Source extract
______________________________
<h1>Table of Contents<span class="tocSkip"></span></h1>
<div class="toc"><ul class="toc-item"></ul></div>

In [1]:
import math
import pandas as pd
import json

In [2]:
def get_children_in_depth(df, depth, key, children_in_depth_dict):
    if not children_in_depth_dict[key][depth]:
        return depth - 1

    children_from_current_depth_list = []
    for children in children_in_depth_dict[key][depth]:
        children_from_current_depth_list += list(df[df['Parent_Name'] == children]['Name'].values)

    children_in_depth_dict[key][depth + 1] = children_from_current_depth_list
    return get_children_in_depth(df, depth + 1, key, children_in_depth_dict)


def get_feature_difference_count(df, base_action_name, action_lists, rel_tol=0.001,
                                 state_col='Game_Features', exclude_features=None):

    base_game_feature = df[df['Name'] == base_action_name][state_col].values[0]
    base_game_feature = pd.json_normalize(json.loads(base_game_feature))

    game_feature_summary = {}
    for col_name in base_game_feature.columns:
        game_feature_summary[col_name] = {"higher": 0, "same": 0, "lower": 0}

    for action in action_lists:
        compare_game_feature = df[df['Name'] == action]['Game_Features'].values[0]
        compare_game_feature = pd.json_normalize(json.loads(compare_game_feature))

        for col_name in base_game_feature.columns:
            base_value = base_game_feature[col_name].values[0]
            compare_value = compare_game_feature[col_name].values[0]
            if math.isclose(base_value, compare_value, rel_tol=rel_tol):
                game_feature_summary[col_name]['same'] += 1
            elif compare_value > base_value:
                game_feature_summary[col_name]['higher'] += 1
            else:
                game_feature_summary[col_name]['lower'] += 1

    return game_feature_summary


def game_feature_difference_explanation(df):
    root_name = df[df['Parent_Name'] == 'None']['Name'][0]
    root_children = df[df['Parent_Name'] == root_name]['Name'].values

    children_in_depth_dict = {name: {0: [name]} for name in root_children}
    immediate_difference = {}
    game_feature_difference_in_depth_dict = {name: {} for name in root_children}

    for child in root_children:
        children_depth = get_children_in_depth(df, 0, child, children_in_depth_dict)
______________________________
Extracted data
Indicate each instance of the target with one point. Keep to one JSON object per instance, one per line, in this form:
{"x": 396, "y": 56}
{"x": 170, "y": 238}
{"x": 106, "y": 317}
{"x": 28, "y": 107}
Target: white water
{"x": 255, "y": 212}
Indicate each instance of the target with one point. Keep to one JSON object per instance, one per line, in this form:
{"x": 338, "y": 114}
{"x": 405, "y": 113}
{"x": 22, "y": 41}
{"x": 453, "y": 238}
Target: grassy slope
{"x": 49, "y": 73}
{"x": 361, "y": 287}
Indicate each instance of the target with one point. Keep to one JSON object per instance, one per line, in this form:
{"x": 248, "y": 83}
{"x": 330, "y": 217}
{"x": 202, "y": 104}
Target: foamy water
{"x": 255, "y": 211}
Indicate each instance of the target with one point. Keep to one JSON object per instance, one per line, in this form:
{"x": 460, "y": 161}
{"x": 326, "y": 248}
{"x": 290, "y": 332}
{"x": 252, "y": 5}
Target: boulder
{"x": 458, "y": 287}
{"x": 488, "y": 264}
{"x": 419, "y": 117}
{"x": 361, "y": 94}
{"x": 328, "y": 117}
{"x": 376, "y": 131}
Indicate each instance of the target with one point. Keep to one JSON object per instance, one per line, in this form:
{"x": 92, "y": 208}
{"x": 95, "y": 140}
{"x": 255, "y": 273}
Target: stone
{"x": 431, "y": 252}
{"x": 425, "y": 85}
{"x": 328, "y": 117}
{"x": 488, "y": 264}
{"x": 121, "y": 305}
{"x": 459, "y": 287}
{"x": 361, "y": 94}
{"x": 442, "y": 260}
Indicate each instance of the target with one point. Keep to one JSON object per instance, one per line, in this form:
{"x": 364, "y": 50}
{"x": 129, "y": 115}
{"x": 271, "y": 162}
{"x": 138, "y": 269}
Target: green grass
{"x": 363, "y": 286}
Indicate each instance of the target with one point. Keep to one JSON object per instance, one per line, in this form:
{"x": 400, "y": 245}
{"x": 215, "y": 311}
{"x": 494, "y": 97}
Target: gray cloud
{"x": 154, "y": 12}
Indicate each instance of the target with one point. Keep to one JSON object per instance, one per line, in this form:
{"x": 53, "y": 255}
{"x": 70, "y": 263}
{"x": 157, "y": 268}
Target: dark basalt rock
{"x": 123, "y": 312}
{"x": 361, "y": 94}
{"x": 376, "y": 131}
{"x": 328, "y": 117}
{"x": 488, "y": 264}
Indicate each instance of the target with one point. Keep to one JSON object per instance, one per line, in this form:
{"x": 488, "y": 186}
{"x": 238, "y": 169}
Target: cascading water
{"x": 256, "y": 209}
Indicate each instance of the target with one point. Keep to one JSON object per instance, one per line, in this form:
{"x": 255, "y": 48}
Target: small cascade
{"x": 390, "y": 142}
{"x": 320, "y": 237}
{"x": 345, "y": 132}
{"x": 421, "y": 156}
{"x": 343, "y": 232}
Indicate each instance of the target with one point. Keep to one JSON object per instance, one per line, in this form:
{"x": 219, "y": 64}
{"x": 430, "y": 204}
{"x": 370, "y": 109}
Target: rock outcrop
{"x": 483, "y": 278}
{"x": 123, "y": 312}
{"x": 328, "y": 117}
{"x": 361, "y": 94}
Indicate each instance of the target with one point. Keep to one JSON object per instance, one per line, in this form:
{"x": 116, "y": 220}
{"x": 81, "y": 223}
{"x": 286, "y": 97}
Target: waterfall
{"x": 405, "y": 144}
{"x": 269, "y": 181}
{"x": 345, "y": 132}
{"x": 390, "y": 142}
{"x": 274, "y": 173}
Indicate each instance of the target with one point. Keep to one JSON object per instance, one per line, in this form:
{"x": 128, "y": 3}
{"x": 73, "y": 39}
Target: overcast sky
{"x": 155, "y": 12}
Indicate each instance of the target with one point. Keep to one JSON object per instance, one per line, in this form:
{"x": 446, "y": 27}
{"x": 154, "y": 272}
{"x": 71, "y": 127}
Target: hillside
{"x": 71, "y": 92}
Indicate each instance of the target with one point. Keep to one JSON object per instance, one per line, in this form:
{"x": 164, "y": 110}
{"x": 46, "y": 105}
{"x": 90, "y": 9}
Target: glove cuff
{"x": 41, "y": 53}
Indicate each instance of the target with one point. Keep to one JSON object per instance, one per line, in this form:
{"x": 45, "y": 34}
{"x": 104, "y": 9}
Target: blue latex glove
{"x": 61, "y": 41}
______________________________
Stated problem
Answer these questions about the notebook extract:
1. What default value does get_feature_difference_count give to rel_tol?
2. In game_feature_difference_explanation, what 'Parent_Name' value identifies the root row?
3. What does get_children_in_depth return when the entry for the current depth is empty?
The listing above is separate material and has no connection to the notebook extract.

Response to the task
1. 0.001
2. The string 'None'
3. depth - 1